** Problem details **
Write out the items word for word, starting with the line that contains "[tag] crumpled hood (a dot for each instance)" and continuing through the final line of the items, with both of those lines included.

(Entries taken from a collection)

•••••

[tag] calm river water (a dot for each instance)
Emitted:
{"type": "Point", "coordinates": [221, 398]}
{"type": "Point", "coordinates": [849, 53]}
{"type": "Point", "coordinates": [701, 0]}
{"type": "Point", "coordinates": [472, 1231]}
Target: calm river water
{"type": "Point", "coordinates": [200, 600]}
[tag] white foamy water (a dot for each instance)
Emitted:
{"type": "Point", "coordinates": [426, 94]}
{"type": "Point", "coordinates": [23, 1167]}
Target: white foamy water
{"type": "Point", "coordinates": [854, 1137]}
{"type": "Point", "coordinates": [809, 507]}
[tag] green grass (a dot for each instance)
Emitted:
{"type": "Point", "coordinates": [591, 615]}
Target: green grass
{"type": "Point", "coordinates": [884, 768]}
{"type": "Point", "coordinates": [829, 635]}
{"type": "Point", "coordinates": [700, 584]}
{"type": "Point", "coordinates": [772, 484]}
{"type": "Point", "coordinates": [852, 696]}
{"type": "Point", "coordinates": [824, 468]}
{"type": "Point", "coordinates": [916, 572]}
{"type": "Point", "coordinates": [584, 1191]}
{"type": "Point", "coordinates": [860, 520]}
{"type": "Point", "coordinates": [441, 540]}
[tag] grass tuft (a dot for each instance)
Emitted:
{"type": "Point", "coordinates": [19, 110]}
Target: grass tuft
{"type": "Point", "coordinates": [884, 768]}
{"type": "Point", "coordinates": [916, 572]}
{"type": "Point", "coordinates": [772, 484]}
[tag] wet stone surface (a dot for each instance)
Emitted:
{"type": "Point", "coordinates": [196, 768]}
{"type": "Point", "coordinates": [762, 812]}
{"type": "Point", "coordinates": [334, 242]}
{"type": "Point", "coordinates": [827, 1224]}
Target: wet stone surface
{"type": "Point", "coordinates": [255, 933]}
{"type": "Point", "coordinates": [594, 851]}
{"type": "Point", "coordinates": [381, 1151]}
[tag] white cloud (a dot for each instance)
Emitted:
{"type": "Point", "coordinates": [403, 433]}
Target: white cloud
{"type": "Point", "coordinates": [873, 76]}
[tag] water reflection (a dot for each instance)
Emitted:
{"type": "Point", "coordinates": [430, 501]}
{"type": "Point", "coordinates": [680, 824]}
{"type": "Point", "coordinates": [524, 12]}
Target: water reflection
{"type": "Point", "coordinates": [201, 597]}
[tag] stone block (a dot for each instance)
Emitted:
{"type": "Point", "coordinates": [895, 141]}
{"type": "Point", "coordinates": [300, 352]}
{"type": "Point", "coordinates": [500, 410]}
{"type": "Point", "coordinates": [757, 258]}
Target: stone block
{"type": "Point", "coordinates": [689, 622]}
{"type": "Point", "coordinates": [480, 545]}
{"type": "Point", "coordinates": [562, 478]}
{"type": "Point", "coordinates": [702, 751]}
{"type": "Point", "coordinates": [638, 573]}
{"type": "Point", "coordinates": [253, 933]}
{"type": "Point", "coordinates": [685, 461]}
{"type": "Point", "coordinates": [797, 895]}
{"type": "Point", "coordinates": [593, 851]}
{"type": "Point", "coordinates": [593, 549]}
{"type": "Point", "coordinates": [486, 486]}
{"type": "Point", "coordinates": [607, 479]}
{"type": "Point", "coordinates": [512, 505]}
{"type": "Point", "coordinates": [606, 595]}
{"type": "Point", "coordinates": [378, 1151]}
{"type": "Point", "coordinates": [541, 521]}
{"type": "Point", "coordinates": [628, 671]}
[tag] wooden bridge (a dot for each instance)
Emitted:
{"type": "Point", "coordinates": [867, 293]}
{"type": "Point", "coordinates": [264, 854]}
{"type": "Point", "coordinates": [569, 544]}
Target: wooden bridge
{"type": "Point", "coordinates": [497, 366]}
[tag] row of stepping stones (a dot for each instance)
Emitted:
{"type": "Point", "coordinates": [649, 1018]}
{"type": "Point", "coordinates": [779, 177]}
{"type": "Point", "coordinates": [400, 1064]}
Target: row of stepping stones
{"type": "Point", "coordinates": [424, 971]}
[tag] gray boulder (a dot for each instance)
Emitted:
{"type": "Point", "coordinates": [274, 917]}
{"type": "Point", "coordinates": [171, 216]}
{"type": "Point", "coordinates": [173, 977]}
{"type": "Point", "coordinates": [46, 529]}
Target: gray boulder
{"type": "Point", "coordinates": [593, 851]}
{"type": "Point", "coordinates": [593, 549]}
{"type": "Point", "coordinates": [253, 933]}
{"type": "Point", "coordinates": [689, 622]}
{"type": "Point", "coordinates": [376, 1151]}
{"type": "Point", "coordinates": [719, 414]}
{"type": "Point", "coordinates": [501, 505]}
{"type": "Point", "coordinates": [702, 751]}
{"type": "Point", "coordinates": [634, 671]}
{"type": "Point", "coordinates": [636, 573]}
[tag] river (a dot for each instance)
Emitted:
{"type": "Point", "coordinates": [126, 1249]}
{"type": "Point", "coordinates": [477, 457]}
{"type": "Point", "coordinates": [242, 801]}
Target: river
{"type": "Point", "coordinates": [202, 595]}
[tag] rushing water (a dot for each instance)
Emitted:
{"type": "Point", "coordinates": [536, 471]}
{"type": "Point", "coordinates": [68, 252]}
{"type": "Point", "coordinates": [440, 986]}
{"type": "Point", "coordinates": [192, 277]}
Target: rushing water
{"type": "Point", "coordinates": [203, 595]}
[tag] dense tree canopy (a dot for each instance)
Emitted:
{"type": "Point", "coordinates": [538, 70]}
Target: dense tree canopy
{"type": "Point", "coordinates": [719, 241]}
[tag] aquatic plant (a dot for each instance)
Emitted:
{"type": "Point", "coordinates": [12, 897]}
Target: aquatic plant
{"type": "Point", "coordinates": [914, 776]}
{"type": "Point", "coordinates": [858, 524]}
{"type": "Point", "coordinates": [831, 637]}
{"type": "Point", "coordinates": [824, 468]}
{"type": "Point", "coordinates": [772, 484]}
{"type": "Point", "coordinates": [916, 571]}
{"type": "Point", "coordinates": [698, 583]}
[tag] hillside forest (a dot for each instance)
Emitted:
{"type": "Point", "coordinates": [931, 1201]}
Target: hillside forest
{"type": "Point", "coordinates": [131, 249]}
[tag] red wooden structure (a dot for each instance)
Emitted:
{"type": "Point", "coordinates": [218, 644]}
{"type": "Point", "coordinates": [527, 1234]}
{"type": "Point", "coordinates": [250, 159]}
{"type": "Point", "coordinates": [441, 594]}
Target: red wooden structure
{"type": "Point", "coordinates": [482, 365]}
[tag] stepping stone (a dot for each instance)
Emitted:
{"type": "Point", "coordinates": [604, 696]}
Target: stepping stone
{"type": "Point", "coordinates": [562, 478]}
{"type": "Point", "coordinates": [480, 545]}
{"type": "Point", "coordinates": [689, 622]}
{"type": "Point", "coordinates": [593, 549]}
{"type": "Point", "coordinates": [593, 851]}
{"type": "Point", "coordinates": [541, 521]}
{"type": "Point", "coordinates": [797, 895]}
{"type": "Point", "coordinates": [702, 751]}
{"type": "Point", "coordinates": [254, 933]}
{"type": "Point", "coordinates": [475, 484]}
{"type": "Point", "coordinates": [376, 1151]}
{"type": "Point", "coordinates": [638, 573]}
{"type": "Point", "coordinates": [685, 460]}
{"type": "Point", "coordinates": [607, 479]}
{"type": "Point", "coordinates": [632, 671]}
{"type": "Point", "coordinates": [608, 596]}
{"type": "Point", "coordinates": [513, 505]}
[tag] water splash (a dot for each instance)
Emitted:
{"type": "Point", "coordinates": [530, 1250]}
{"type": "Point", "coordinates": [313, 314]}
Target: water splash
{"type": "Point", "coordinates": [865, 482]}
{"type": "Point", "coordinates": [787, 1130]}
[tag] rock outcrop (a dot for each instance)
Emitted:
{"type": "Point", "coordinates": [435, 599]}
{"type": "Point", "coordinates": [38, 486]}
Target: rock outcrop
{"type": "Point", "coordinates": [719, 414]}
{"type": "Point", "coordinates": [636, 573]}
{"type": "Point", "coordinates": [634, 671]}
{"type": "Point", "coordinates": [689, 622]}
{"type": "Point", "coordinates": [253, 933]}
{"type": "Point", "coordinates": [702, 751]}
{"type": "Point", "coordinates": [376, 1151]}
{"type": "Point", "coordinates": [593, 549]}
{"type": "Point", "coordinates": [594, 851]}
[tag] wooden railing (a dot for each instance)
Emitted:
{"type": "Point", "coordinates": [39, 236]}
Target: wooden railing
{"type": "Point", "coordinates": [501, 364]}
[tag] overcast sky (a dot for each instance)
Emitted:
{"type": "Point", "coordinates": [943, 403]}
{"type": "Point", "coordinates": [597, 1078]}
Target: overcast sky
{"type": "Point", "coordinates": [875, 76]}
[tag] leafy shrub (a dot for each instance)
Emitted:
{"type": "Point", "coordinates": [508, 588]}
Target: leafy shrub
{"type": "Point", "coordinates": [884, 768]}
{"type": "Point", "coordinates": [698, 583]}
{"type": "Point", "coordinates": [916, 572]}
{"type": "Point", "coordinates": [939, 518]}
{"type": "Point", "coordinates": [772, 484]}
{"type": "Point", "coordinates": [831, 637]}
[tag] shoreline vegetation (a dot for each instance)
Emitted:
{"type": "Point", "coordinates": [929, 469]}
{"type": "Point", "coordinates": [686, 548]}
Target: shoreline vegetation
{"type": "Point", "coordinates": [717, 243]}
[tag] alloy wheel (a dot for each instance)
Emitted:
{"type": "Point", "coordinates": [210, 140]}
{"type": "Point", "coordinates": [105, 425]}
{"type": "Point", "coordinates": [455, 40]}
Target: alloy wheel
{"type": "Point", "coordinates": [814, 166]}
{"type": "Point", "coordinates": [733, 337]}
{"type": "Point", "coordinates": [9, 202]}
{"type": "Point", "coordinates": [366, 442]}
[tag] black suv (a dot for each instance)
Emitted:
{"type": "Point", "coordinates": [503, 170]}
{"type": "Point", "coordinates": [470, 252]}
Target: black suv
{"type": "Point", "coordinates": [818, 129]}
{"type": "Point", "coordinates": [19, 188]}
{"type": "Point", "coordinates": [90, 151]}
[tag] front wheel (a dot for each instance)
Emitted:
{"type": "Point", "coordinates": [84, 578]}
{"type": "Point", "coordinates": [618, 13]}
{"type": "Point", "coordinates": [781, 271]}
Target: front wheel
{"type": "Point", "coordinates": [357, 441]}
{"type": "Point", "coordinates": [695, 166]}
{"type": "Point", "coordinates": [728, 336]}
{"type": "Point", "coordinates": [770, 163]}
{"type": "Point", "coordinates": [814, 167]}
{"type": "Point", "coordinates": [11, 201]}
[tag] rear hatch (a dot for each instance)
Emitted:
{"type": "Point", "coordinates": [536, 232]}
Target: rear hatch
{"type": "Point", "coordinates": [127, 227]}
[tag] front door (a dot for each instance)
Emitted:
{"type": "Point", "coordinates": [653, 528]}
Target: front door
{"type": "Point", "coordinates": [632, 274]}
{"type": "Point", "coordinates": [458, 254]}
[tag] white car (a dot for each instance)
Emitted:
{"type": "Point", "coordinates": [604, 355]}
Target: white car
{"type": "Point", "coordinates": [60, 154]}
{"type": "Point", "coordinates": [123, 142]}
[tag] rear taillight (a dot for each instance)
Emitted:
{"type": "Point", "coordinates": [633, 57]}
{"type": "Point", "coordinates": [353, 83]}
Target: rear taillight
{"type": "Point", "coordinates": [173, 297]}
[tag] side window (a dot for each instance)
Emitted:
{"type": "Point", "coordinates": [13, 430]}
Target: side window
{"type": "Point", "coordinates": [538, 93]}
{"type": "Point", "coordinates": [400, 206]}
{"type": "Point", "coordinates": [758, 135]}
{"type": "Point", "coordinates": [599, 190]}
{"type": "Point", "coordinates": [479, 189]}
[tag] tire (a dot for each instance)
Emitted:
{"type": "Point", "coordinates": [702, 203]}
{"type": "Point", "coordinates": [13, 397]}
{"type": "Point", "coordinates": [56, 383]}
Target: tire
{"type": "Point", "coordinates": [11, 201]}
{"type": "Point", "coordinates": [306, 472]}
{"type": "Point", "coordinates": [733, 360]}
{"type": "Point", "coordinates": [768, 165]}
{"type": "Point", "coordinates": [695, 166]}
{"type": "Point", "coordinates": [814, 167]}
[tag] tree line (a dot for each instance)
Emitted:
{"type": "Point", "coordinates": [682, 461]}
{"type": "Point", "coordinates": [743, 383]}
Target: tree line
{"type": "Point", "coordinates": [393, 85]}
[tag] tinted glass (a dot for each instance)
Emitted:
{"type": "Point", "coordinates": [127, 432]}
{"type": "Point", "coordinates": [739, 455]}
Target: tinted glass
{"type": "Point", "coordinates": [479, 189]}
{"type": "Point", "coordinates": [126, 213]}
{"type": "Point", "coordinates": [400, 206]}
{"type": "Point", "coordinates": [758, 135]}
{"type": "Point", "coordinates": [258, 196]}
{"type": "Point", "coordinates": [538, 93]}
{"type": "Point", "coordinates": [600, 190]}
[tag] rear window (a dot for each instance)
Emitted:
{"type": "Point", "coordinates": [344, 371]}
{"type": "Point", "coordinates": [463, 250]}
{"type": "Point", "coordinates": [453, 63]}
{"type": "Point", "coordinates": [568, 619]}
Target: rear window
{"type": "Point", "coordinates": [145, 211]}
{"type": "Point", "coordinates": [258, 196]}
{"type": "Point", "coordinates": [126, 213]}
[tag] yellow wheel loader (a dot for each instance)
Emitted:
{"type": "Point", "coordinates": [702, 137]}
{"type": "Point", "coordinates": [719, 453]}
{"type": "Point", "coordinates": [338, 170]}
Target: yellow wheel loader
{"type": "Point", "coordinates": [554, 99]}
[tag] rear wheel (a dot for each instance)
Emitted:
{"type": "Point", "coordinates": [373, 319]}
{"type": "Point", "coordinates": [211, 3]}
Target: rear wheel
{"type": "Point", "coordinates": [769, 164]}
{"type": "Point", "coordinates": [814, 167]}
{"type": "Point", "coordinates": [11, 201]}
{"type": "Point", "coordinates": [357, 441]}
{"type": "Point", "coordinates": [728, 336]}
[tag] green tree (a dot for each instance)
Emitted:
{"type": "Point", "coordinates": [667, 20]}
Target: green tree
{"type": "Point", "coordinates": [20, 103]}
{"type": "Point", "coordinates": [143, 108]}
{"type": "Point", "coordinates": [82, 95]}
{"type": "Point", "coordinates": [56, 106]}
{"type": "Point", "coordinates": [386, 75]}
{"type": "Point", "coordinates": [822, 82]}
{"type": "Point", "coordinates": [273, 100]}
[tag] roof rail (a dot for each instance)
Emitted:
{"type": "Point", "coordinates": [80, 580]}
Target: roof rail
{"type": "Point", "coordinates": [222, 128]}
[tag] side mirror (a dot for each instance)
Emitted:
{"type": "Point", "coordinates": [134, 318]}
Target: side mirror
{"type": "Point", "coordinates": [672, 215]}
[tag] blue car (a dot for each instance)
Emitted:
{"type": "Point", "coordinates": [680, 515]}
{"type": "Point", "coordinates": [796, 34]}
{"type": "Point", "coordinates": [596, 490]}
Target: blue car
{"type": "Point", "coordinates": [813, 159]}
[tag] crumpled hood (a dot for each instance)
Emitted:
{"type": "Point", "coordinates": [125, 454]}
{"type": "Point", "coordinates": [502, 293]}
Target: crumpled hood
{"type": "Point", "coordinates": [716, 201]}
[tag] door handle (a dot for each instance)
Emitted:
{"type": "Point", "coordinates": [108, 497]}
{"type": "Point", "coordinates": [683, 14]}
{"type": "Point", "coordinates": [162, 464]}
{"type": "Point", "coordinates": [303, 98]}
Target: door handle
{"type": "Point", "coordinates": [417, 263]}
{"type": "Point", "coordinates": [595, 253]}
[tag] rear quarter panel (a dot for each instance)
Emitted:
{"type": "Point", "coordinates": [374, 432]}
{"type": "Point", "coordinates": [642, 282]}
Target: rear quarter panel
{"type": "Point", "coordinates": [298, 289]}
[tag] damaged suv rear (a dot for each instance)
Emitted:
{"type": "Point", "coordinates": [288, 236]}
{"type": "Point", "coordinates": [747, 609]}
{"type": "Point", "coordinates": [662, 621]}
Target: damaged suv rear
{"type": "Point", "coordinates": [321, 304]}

•••••

** Solved exercise **
[tag] crumpled hood (a dot for each instance)
Emitted:
{"type": "Point", "coordinates": [125, 454]}
{"type": "Point", "coordinates": [502, 293]}
Target: crumpled hood
{"type": "Point", "coordinates": [716, 201]}
[tag] door handle (a dot for each instance)
Emitted:
{"type": "Point", "coordinates": [108, 497]}
{"type": "Point", "coordinates": [683, 14]}
{"type": "Point", "coordinates": [162, 464]}
{"type": "Point", "coordinates": [303, 98]}
Target: door handle
{"type": "Point", "coordinates": [417, 263]}
{"type": "Point", "coordinates": [595, 253]}
[tag] rear quarter panel (a dot for each instance)
Emitted:
{"type": "Point", "coordinates": [374, 432]}
{"type": "Point", "coordinates": [642, 282]}
Target: rear quarter panel
{"type": "Point", "coordinates": [298, 289]}
[tag] damaged suv rear (a dot for each instance)
Emitted:
{"type": "Point", "coordinates": [288, 236]}
{"type": "Point", "coordinates": [747, 609]}
{"type": "Point", "coordinates": [662, 621]}
Target: damaged suv rear
{"type": "Point", "coordinates": [321, 304]}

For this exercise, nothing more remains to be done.